TASK BRIEF:
Duplicate everything from the line containing "Expected behaviour: for every instance of the iridescent" down to the last of the lines below, keeping both ends.

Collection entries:

__________________________________________________

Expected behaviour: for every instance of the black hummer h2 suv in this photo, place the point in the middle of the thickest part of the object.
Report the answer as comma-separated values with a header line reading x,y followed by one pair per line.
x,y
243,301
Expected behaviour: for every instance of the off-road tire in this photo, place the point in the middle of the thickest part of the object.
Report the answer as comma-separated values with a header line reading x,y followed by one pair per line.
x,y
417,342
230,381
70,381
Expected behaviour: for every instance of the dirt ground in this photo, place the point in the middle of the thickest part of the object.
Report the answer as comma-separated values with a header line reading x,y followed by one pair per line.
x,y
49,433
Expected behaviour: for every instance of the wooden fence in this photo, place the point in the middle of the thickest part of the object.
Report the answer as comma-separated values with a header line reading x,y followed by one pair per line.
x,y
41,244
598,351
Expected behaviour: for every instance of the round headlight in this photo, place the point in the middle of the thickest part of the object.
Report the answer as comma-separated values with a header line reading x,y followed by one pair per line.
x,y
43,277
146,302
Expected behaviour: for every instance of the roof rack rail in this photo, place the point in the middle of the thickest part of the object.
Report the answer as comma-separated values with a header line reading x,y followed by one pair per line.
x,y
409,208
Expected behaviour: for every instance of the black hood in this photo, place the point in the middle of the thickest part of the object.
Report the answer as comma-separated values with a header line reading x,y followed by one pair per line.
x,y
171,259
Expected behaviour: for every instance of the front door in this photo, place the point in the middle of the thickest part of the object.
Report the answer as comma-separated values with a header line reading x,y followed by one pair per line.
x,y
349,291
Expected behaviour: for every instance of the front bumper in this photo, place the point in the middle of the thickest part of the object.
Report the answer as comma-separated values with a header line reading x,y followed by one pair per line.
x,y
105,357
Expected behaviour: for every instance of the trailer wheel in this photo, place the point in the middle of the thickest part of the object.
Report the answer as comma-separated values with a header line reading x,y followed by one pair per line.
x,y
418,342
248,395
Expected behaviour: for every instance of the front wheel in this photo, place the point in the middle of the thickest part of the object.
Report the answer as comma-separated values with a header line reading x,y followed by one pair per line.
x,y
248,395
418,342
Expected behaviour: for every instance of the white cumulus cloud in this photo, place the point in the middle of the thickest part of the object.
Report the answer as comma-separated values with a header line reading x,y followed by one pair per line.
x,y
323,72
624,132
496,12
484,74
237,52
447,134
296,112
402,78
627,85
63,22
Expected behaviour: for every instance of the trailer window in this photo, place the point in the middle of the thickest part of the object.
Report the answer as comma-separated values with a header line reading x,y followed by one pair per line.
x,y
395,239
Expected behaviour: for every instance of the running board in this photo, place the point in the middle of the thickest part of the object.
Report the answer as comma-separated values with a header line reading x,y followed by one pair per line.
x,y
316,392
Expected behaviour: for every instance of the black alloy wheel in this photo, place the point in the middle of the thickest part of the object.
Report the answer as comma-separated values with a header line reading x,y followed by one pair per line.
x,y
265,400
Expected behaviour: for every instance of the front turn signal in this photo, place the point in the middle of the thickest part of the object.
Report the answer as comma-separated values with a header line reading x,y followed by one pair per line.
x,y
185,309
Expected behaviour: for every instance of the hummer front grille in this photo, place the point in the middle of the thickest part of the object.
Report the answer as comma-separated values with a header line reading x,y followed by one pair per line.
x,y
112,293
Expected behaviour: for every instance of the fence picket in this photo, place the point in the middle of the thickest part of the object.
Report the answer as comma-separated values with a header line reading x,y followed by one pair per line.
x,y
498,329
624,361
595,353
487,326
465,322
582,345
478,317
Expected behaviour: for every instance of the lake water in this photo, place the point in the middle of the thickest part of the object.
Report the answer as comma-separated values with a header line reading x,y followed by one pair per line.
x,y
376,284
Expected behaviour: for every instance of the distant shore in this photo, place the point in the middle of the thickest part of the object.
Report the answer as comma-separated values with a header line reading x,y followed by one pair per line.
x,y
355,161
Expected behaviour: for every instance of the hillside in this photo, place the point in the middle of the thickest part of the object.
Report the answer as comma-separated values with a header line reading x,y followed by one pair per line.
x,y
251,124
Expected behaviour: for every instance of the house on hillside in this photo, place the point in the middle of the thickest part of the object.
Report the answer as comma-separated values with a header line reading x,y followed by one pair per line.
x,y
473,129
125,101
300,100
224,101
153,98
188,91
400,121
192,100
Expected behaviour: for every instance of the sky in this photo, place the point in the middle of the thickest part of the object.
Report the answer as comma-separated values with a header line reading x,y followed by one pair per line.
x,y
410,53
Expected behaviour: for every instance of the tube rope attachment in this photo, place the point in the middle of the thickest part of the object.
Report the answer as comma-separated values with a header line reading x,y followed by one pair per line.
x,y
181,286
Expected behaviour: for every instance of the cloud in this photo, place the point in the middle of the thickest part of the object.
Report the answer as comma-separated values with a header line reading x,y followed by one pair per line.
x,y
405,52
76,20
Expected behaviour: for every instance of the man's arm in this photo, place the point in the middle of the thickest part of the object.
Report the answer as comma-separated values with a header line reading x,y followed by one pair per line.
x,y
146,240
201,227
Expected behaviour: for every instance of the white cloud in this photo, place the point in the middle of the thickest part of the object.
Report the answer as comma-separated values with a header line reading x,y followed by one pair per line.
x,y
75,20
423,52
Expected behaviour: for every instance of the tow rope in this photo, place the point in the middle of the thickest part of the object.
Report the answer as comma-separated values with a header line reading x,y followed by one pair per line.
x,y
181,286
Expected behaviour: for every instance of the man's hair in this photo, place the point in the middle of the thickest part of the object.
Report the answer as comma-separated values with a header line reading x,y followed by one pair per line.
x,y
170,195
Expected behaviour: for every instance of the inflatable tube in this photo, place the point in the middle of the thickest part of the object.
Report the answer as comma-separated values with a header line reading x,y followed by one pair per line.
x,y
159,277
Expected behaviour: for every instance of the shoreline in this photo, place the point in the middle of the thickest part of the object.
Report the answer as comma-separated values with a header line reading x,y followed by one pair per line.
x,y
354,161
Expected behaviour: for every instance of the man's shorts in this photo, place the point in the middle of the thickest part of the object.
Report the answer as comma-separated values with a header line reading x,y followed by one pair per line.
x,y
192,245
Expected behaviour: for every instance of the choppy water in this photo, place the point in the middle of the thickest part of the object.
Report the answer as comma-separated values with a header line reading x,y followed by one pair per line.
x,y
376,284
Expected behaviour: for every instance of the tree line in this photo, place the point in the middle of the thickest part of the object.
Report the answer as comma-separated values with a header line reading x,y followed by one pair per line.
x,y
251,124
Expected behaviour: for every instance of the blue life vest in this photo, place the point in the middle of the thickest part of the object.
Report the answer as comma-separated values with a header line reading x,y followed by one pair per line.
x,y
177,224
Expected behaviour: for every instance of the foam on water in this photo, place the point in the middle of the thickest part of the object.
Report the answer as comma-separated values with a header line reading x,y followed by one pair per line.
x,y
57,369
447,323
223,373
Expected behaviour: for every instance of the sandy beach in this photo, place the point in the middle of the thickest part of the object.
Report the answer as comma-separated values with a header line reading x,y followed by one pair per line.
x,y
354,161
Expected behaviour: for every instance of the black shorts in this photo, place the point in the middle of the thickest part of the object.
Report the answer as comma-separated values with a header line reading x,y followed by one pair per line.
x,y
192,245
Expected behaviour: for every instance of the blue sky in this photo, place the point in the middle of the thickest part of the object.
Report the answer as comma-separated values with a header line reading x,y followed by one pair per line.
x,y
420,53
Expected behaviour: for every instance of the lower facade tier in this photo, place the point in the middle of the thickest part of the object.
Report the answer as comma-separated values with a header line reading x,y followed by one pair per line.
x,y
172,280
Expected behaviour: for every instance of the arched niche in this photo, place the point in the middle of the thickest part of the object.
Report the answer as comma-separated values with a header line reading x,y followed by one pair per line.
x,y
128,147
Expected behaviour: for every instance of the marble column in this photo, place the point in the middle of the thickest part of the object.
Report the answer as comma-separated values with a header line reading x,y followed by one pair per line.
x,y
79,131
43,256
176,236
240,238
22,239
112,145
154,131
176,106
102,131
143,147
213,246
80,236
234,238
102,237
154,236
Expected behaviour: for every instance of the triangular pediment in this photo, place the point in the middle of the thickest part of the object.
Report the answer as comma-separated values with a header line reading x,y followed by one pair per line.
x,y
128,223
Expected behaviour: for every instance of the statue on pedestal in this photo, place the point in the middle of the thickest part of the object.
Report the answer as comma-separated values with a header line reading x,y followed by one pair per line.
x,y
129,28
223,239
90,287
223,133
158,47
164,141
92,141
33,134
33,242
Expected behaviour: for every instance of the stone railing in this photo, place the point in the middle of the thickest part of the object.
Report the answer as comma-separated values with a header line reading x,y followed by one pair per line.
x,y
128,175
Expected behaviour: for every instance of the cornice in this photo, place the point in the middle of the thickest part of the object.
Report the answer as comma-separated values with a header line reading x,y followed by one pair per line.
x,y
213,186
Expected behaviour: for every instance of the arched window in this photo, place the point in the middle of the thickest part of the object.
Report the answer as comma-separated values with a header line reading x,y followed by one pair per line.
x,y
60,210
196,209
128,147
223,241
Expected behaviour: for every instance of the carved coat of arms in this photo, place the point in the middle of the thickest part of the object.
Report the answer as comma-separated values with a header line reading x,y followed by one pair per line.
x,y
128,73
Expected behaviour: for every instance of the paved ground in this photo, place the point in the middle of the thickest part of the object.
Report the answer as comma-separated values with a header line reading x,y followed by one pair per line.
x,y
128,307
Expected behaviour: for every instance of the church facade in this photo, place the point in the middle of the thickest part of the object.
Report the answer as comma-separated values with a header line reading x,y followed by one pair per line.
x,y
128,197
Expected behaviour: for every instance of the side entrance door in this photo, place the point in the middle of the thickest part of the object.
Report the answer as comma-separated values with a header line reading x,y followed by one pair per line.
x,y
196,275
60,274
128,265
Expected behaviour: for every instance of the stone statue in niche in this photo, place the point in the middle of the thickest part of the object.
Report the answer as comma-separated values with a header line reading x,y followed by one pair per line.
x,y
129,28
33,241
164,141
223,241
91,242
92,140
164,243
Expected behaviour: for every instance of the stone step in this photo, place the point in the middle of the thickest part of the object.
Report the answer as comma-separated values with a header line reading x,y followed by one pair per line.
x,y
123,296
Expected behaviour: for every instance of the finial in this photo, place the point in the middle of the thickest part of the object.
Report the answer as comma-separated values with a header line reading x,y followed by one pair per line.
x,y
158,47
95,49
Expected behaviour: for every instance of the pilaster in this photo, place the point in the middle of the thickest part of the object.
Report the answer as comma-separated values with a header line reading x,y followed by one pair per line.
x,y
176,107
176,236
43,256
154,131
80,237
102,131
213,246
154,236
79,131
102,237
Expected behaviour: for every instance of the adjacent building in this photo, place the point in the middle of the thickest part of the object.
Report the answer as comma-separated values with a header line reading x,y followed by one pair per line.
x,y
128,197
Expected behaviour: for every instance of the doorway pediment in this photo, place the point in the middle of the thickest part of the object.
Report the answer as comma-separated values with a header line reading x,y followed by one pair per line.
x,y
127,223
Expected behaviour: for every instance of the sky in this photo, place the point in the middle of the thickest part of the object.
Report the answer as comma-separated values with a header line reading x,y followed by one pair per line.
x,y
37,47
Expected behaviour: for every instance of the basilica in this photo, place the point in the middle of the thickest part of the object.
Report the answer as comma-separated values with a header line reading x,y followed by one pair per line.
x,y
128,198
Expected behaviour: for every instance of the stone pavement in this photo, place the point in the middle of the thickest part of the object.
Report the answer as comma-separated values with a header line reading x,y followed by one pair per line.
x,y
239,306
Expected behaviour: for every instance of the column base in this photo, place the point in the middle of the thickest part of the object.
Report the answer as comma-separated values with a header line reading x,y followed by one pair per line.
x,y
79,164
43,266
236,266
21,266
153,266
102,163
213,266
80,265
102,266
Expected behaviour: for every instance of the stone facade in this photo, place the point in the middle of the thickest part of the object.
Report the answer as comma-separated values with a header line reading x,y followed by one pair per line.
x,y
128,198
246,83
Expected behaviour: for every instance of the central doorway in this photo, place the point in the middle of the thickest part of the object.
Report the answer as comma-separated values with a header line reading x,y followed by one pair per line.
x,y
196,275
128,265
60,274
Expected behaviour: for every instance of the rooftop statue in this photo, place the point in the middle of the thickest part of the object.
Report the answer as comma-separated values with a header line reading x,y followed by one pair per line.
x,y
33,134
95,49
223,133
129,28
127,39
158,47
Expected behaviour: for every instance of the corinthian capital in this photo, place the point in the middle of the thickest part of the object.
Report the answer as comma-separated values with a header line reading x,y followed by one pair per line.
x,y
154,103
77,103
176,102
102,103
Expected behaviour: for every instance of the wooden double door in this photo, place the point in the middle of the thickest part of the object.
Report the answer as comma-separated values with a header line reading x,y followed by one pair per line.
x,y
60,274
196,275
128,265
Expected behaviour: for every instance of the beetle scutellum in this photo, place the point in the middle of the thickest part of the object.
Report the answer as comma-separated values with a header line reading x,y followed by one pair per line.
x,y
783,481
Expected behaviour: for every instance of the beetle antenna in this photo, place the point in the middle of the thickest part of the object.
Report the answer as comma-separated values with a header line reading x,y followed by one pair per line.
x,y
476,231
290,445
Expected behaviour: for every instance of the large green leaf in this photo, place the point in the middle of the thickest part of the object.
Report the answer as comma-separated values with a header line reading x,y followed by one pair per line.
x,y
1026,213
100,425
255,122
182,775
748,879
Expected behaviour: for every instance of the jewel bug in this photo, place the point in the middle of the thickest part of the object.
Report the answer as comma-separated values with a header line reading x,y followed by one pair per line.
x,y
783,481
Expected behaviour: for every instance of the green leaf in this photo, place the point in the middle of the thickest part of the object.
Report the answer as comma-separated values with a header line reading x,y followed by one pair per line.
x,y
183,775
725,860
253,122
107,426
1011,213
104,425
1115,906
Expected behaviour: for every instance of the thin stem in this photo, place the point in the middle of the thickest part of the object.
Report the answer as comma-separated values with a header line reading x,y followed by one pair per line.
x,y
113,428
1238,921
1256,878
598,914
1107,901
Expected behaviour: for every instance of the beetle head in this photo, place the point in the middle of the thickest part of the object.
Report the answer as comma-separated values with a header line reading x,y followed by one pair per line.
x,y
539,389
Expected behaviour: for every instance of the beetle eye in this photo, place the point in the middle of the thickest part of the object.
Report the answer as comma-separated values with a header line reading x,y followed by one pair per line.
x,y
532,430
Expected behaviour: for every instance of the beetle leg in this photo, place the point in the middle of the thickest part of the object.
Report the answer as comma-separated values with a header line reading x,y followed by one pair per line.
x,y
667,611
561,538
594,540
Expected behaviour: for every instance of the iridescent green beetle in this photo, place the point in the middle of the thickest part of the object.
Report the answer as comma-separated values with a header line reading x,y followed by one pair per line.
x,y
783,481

__________________________________________________

COMPLETED TASK:
Expected behaviour: for every instance of the iridescent green beetle in this photo, place the point in the middle of the thickest part of the object.
Report the answer as comma-separated values with a header line reading x,y followed by one pair per line.
x,y
783,481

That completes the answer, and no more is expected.